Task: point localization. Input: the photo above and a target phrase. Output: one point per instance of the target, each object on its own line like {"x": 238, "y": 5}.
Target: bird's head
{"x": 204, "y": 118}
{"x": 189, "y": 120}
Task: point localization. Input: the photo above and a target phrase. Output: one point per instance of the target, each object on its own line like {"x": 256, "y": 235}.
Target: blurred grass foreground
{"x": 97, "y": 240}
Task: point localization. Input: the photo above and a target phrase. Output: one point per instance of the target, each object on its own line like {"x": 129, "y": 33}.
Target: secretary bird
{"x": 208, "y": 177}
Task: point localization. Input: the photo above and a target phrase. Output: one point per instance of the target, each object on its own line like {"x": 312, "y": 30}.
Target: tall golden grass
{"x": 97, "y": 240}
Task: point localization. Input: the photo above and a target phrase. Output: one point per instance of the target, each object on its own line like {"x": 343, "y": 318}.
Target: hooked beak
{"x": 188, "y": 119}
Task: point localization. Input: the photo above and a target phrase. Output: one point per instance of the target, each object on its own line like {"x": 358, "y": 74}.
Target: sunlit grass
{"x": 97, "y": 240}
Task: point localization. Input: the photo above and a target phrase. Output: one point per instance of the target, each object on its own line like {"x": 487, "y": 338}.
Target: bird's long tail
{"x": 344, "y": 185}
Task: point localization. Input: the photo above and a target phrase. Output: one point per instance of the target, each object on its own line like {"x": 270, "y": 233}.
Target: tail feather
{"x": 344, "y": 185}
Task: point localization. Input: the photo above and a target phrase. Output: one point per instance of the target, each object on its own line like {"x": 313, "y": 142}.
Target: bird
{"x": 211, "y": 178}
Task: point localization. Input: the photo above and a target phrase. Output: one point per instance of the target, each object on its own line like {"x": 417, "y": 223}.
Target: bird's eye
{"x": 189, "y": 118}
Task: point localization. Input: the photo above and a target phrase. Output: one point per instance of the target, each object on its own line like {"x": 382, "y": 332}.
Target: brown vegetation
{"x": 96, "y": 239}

********************

# Your assignment
The answer is the data above, retyped exactly in full.

# Output of the task
Task: point localization. Input: the photo above and a target phrase. Output: one point per instance of the target, each object on its own line like {"x": 238, "y": 5}.
Target: bird's head
{"x": 204, "y": 118}
{"x": 189, "y": 120}
Task: point localization. Input: the photo above and a target phrase. Output: one point per instance of the target, each object on its own line like {"x": 256, "y": 235}.
Target: blurred grass foreground
{"x": 97, "y": 240}
Task: point localization. Input: the photo above and a target phrase. Output: one point per instance of the target, each object on its own line like {"x": 129, "y": 33}.
Target: secretary bird
{"x": 208, "y": 177}
Task: point localization. Input: the photo above and a target phrase. Output: one point per instance of the target, each object on its own line like {"x": 312, "y": 30}.
Target: tall golden grass
{"x": 97, "y": 240}
Task: point localization. Input: the photo above and a target phrase. Output: one point per instance of the target, each object on its own line like {"x": 343, "y": 318}.
Target: hooked beak
{"x": 188, "y": 119}
Task: point localization. Input: the photo above and a target phrase. Output: one point per instance of the target, each object on its own line like {"x": 358, "y": 74}.
Target: sunlit grass
{"x": 97, "y": 240}
Task: point localization. Input: the photo above and a target phrase. Output: one point per instance of the target, each object on its own line like {"x": 487, "y": 338}.
Target: bird's long tail
{"x": 344, "y": 185}
Task: point localization. Input: the photo above and a target phrase. Output: one point per instance of the target, each object on its own line like {"x": 270, "y": 233}.
Target: tail feather
{"x": 344, "y": 185}
Task: point localization. Input: the photo above and a target phrase. Output: one point per instance of the target, each object on its own line like {"x": 313, "y": 142}.
Target: bird
{"x": 211, "y": 178}
Task: point localization. Input: the photo above and a target phrase. Output: one point per instance of the target, each object on its own line like {"x": 417, "y": 223}.
Target: bird's eye
{"x": 189, "y": 118}
Task: point localization. Input: the photo above and a target phrase. Output: one point per instance of the target, each object on its own line like {"x": 382, "y": 332}.
Target: brown vegetation
{"x": 96, "y": 239}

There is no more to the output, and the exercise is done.